__Written instruction__: In the passage about Arthur's will and Gabrielle's grief, find the words "Regarding the emotional" and copy the text word for word from there, stopping after "and complex fashion.".

Having dispensed his fortune with the freedom from constraint
sometimes accompanying thoughts of death, Arthur had made no
attempt to hide this hitherto unknown aspect of his life. Yvonne
Viggiano was a young, recently widowed Italian countess with whom
he must have had an important relationship. We know nothing more,
except that she had a son.
For the remainder, Arthur left his estate in trust
for Diana “for life, and then for our child.” Before the other
bequests were taken out, the total sum was well over seven hundred
thousand pounds (equivalent to approximately ten million pounds or
sixteen million dollars in today’s currency). The Times
noted that Arthur had disposed of his great assets in a mere one
hundred words.
Regarding the emotional complications of Arthur’s
short life—he was thirty-seven when he died—and his regret at
having given up Gabrielle, his comment to Elisabeth de Gramont
springs to mind: “It is easier . . . to organize the trade of coal
than one’s private life.”2
The few who cared to look behind Gabrielle’s
professional demeanor would see that three months after Arthur’s
death, she had not begun to pull herself out of the misery into
which it had plunged her. Her mourning was now to play itself out
in a dark and complex fashion.

__Data lines__:
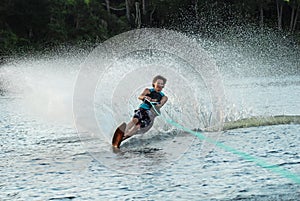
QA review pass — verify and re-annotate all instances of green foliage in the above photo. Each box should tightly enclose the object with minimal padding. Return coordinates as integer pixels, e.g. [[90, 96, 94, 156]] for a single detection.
[[0, 0, 300, 53]]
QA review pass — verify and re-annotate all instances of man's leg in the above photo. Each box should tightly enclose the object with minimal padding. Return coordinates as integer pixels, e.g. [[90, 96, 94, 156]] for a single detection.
[[123, 118, 140, 140]]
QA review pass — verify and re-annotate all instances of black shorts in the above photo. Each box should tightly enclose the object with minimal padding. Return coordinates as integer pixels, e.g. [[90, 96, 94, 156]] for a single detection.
[[133, 108, 151, 128]]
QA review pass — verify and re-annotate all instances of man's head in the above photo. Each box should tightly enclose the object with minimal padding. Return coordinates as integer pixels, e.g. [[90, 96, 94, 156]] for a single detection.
[[152, 75, 167, 91]]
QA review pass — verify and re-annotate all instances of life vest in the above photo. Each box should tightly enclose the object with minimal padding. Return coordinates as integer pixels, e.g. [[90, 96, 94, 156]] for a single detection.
[[140, 88, 165, 110]]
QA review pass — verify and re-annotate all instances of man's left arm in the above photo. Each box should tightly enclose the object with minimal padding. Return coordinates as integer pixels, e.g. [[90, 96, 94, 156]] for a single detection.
[[157, 96, 168, 108]]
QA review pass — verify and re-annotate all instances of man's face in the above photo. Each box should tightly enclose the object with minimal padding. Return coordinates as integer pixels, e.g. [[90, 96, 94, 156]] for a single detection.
[[153, 79, 165, 91]]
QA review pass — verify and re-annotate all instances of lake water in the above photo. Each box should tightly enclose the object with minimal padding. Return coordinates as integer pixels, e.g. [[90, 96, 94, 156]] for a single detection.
[[0, 68, 300, 200]]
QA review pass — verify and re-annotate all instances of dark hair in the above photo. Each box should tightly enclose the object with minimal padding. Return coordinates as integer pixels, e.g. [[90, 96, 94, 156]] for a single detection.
[[152, 75, 167, 87]]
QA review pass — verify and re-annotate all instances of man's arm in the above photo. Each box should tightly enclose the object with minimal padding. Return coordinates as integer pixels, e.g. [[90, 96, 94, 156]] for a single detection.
[[157, 96, 168, 108]]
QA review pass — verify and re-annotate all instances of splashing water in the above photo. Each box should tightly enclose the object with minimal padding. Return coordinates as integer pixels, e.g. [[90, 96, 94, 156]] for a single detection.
[[1, 27, 298, 176]]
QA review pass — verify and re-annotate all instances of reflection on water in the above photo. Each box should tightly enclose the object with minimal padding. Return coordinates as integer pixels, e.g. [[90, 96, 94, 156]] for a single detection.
[[0, 93, 300, 200]]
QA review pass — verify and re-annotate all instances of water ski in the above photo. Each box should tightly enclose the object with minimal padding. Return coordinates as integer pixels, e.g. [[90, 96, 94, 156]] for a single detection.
[[112, 123, 126, 148]]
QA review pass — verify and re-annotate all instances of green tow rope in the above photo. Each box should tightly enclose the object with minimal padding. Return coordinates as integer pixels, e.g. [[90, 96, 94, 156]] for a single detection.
[[150, 102, 300, 184]]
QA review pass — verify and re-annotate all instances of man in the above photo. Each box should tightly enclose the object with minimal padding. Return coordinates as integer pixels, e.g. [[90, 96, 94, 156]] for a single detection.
[[123, 75, 168, 140]]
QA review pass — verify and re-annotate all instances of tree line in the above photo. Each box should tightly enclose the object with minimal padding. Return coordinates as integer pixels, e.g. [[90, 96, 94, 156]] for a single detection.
[[0, 0, 300, 55]]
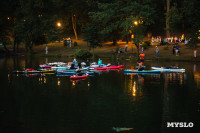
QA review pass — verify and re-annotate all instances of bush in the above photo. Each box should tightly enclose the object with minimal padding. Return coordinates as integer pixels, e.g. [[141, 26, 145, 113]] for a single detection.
[[74, 42, 78, 47], [144, 41, 151, 46], [64, 39, 67, 46], [164, 46, 169, 50], [142, 43, 149, 49], [75, 48, 92, 59]]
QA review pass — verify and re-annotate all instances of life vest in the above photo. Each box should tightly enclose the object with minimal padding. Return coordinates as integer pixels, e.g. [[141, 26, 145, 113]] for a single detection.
[[140, 53, 145, 60]]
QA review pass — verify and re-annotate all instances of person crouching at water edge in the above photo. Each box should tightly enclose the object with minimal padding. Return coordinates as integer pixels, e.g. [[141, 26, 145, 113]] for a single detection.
[[139, 51, 145, 64], [137, 62, 144, 71], [98, 58, 102, 66]]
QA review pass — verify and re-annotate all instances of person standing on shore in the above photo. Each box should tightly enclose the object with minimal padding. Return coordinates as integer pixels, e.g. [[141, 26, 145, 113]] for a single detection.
[[172, 45, 176, 55], [125, 44, 128, 54], [139, 51, 145, 64], [45, 45, 48, 54], [194, 49, 197, 58], [156, 46, 159, 57]]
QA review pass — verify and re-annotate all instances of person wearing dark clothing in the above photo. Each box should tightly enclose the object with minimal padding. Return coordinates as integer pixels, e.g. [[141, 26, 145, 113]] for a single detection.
[[78, 63, 81, 69], [86, 60, 90, 67], [172, 45, 176, 54], [70, 63, 75, 69], [76, 69, 84, 76]]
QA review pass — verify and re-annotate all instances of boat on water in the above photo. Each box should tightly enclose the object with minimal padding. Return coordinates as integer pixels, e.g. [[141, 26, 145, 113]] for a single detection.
[[151, 67, 185, 72], [124, 69, 160, 74], [13, 68, 54, 73], [70, 74, 89, 80], [56, 70, 94, 75]]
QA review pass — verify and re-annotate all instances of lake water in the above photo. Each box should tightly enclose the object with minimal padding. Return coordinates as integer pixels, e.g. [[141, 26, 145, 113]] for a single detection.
[[0, 58, 200, 133]]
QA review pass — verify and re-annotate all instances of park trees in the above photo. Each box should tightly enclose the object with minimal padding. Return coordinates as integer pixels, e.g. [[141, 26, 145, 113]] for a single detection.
[[90, 0, 154, 56]]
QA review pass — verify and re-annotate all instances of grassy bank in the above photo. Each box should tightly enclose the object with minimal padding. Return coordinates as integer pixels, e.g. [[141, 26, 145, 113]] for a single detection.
[[0, 40, 200, 61]]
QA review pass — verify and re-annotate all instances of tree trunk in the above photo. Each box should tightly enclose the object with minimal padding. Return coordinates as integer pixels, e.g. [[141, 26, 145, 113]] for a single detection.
[[136, 44, 140, 59], [16, 43, 19, 52], [3, 43, 10, 53], [13, 39, 16, 52], [166, 0, 170, 37], [113, 39, 117, 46], [126, 35, 128, 44], [93, 47, 94, 59], [72, 14, 78, 40]]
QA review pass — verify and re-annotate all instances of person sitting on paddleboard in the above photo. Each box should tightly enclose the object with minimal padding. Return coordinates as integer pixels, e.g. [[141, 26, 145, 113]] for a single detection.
[[137, 62, 144, 71], [86, 60, 90, 67], [75, 69, 84, 76], [98, 58, 102, 66]]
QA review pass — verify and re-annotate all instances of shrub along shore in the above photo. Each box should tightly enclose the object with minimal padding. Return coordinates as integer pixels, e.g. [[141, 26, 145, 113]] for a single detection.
[[0, 40, 200, 61]]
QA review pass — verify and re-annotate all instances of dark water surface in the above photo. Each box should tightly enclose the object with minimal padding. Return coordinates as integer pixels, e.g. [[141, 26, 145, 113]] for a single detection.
[[0, 58, 200, 133]]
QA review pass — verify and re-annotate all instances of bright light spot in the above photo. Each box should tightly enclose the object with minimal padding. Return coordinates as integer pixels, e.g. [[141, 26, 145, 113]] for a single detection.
[[134, 21, 138, 25], [132, 82, 136, 96], [57, 22, 61, 27]]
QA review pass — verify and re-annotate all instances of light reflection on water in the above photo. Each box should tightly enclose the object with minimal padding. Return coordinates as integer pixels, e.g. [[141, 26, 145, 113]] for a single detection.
[[0, 58, 200, 133]]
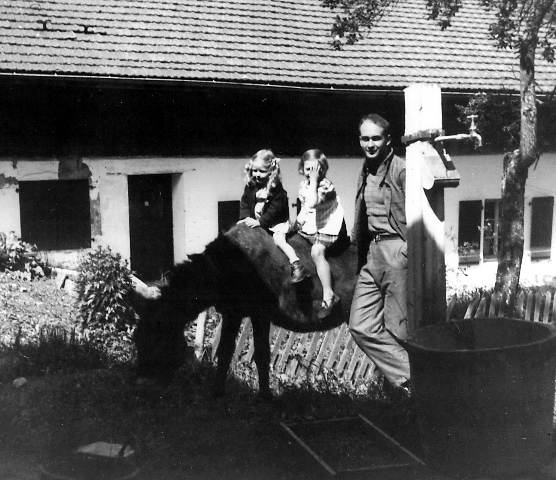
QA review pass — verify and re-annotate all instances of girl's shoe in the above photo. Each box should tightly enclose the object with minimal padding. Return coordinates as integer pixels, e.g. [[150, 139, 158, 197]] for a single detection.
[[317, 294, 340, 319], [290, 260, 310, 283]]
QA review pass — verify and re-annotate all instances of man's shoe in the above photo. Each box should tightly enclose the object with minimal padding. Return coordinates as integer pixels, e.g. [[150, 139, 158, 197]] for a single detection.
[[290, 260, 309, 283], [383, 379, 413, 404], [317, 294, 340, 319]]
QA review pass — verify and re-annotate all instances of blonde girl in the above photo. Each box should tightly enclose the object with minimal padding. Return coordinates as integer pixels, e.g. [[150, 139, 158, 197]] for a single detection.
[[238, 149, 306, 282]]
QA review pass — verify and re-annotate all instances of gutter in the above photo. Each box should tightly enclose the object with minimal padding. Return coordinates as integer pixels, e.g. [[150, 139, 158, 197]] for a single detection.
[[0, 72, 524, 96]]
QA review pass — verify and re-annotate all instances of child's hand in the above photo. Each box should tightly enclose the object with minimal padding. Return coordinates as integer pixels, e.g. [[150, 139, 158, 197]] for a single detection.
[[308, 162, 320, 181], [237, 217, 261, 228]]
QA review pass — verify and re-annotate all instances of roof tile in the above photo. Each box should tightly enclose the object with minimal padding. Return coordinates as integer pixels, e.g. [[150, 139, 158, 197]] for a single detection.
[[0, 0, 556, 91]]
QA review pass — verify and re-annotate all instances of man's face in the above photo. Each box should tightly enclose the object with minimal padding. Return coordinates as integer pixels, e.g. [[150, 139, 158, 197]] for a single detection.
[[359, 120, 390, 160]]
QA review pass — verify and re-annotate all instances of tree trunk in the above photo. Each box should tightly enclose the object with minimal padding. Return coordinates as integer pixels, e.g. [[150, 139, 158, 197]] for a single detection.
[[494, 151, 527, 316], [494, 27, 538, 316]]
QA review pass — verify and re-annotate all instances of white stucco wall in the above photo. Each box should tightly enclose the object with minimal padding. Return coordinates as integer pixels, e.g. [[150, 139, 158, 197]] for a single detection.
[[445, 152, 556, 287], [0, 153, 556, 286]]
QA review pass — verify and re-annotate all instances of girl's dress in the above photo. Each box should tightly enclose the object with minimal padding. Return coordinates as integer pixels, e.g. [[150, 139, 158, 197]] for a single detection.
[[297, 177, 344, 236], [239, 184, 290, 232]]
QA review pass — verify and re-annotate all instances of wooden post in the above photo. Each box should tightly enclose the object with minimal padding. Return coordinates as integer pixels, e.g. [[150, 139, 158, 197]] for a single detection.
[[404, 84, 459, 332], [194, 310, 208, 359]]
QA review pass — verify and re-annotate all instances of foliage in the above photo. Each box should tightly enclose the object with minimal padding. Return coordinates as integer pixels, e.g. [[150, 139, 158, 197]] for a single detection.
[[0, 231, 50, 279], [456, 92, 556, 151], [77, 246, 137, 360], [323, 0, 556, 312], [0, 326, 108, 381], [322, 0, 556, 62]]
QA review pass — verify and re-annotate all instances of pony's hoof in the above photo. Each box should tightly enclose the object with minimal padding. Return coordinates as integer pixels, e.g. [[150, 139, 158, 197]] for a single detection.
[[211, 386, 226, 398], [257, 390, 274, 402]]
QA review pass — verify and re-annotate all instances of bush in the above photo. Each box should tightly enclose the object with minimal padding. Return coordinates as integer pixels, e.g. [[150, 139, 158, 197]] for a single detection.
[[0, 231, 50, 279], [77, 246, 137, 361]]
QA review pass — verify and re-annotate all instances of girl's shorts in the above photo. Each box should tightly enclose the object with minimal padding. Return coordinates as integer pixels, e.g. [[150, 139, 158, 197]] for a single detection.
[[297, 230, 340, 248], [269, 222, 291, 235]]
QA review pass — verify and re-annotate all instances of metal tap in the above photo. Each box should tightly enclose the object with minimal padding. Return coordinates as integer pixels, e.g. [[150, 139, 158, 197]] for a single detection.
[[433, 115, 483, 148]]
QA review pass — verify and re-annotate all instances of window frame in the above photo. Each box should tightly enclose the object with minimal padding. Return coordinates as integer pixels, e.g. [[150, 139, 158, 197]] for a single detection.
[[18, 179, 91, 251], [529, 195, 554, 260]]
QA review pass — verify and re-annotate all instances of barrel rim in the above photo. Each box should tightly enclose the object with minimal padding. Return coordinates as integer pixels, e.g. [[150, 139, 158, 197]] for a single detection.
[[399, 316, 556, 354]]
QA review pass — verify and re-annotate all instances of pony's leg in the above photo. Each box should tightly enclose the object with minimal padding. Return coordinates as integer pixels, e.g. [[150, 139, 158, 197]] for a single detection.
[[251, 315, 272, 398], [214, 314, 241, 396]]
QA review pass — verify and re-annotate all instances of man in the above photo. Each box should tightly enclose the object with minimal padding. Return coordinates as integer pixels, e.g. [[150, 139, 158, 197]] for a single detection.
[[349, 114, 410, 390]]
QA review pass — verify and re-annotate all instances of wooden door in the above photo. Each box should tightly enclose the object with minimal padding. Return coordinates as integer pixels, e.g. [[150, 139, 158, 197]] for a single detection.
[[128, 175, 174, 280]]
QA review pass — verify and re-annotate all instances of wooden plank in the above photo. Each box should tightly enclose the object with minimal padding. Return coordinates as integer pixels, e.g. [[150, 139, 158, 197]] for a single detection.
[[230, 317, 251, 368], [525, 291, 535, 321], [286, 333, 309, 376], [336, 335, 355, 378], [270, 327, 288, 367], [304, 332, 323, 368], [365, 359, 376, 380], [515, 290, 525, 318], [488, 292, 502, 318], [344, 347, 365, 381], [324, 323, 347, 369], [541, 292, 552, 323], [446, 295, 457, 321], [550, 292, 556, 324], [194, 310, 208, 359], [463, 293, 481, 318], [211, 320, 222, 362], [275, 332, 299, 373], [533, 292, 544, 322], [315, 328, 338, 370], [474, 297, 488, 318], [354, 355, 374, 380]]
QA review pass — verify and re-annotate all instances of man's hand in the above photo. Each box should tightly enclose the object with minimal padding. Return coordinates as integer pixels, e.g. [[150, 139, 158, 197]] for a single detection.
[[308, 162, 320, 183], [237, 217, 261, 228]]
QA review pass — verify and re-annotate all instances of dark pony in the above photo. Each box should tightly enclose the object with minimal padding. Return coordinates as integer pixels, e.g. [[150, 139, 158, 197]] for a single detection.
[[135, 225, 356, 396]]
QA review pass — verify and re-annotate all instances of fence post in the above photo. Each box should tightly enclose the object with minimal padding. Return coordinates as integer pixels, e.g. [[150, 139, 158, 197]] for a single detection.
[[195, 310, 208, 359]]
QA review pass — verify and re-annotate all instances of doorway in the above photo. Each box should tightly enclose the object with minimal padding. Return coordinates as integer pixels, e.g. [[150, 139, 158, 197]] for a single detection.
[[128, 175, 174, 281]]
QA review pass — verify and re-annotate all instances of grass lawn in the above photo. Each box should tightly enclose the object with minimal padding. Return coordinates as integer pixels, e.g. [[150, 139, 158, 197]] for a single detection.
[[0, 273, 420, 480]]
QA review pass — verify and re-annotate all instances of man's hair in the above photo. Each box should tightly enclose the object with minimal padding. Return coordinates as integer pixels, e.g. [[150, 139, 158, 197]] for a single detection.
[[359, 113, 390, 137]]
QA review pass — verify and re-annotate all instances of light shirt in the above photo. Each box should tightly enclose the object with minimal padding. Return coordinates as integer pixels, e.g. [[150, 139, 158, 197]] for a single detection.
[[297, 177, 344, 235]]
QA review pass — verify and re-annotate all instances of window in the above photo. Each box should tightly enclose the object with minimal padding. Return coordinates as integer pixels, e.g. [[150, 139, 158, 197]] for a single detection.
[[458, 199, 500, 263], [483, 200, 500, 259], [218, 200, 239, 233], [19, 180, 91, 250], [531, 197, 554, 258], [458, 200, 483, 263]]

__Result__:
Regarding the emotional complications of Arthur’s
short life—he was thirty-seven when he died—and his regret at
having given up Gabrielle, his comment to Elisabeth de Gramont
springs to mind: “It is easier . . . to organize the trade of coal
than one’s private life.”2
The few who cared to look behind Gabrielle’s
professional demeanor would see that three months after Arthur’s
death, she had not begun to pull herself out of the misery into
which it had plunged her. Her mourning was now to play itself out
in a dark and complex fashion.